# Start of Records shown
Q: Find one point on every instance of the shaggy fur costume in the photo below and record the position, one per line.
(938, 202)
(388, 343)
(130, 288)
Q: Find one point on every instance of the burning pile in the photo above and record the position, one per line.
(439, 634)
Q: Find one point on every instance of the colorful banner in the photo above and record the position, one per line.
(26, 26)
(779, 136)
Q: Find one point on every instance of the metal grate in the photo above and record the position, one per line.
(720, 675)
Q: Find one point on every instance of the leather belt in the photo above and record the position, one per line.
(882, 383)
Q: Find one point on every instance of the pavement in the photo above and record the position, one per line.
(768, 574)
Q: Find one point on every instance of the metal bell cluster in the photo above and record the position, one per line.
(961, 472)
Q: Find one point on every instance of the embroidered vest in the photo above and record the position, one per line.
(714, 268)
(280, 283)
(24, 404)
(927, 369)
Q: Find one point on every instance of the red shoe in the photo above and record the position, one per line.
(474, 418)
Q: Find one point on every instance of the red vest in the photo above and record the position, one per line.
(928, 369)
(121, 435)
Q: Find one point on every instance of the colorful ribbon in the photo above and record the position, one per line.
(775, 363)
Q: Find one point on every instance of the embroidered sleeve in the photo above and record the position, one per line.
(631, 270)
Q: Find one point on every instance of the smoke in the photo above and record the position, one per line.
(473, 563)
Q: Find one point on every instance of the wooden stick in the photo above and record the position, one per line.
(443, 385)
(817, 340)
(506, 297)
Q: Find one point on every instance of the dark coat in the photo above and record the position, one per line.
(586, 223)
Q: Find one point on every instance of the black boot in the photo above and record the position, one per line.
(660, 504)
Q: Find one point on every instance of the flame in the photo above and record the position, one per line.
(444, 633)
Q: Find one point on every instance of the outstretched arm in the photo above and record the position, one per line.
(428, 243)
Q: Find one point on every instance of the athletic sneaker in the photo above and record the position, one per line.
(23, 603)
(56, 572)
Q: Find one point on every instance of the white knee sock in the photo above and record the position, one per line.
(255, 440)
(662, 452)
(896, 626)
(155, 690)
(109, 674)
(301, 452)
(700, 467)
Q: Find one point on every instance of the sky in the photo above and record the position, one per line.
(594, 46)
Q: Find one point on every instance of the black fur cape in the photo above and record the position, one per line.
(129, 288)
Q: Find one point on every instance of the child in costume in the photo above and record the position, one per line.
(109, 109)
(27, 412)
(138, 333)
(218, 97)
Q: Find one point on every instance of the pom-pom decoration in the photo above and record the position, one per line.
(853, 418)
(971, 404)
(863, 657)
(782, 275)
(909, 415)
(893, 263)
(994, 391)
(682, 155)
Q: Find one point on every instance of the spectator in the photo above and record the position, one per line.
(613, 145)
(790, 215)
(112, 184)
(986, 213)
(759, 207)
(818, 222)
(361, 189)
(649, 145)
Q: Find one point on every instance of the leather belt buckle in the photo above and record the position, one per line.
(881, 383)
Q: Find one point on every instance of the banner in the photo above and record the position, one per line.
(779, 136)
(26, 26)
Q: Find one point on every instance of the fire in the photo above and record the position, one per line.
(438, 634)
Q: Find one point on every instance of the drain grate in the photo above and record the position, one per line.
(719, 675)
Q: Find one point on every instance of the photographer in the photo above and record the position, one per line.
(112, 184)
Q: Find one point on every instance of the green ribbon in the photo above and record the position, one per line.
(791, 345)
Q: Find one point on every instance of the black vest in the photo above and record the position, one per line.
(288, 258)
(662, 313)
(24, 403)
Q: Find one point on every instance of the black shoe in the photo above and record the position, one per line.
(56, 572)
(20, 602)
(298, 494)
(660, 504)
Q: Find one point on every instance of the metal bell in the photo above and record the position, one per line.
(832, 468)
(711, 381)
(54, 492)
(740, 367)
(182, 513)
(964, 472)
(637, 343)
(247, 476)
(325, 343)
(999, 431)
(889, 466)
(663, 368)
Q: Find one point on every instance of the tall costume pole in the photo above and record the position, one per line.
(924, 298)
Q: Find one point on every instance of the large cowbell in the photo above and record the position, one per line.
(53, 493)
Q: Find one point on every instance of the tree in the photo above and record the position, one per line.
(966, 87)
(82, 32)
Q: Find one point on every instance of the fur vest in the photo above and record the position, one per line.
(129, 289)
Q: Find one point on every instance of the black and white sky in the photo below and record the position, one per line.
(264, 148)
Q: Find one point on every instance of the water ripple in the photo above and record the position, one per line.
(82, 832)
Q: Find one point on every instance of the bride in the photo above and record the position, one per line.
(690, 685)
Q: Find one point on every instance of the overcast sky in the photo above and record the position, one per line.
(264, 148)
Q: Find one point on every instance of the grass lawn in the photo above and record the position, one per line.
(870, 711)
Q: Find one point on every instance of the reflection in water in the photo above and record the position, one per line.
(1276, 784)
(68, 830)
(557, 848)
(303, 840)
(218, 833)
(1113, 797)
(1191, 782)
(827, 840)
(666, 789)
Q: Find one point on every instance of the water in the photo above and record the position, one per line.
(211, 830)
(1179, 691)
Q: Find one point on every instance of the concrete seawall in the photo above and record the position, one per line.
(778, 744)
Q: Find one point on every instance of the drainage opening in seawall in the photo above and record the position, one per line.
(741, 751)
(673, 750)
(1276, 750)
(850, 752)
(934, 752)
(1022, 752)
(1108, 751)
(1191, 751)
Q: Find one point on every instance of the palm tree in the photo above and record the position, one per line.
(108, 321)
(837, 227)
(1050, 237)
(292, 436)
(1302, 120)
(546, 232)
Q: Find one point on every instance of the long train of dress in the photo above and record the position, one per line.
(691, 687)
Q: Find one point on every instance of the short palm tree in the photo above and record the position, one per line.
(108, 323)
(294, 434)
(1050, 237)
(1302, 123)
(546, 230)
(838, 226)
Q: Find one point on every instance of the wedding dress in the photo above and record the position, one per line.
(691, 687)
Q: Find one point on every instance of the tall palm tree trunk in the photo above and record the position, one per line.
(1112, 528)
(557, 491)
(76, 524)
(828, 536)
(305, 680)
# End of Records shown
Requirements> Rewrite everything from the line containing "Q: Find one point on every instance of the drainage" down to the end of the material, keeping the requests and adding 88 to every number in the coordinates.

Complete output>
Q: Find one point on every instance of the drainage opening in seawall in the photo above and record the position, one per line.
(829, 839)
(761, 838)
(1364, 838)
(938, 840)
(1022, 840)
(1110, 840)
(1196, 839)
(1279, 839)
Q: Find one point on every instance of the palm tree in the photo above and record the position, one per line.
(196, 409)
(925, 315)
(1138, 325)
(380, 524)
(1390, 208)
(634, 320)
Q: Find one point on every instance of the long train of dress in the photo above and record the position, one per line.
(779, 775)
Q: Find one point on every instance of the short palm tree in the photo above and record the position, one per line.
(196, 411)
(382, 522)
(1138, 325)
(1390, 211)
(634, 318)
(926, 314)
Q: Find one point on every instance of the wedding dress in the photo above and record the position, one per line.
(779, 775)
Q: Find one point on every instance of the tall palm tree trunk in the photo above and record the position, one per line.
(1200, 616)
(645, 579)
(164, 612)
(916, 624)
(393, 768)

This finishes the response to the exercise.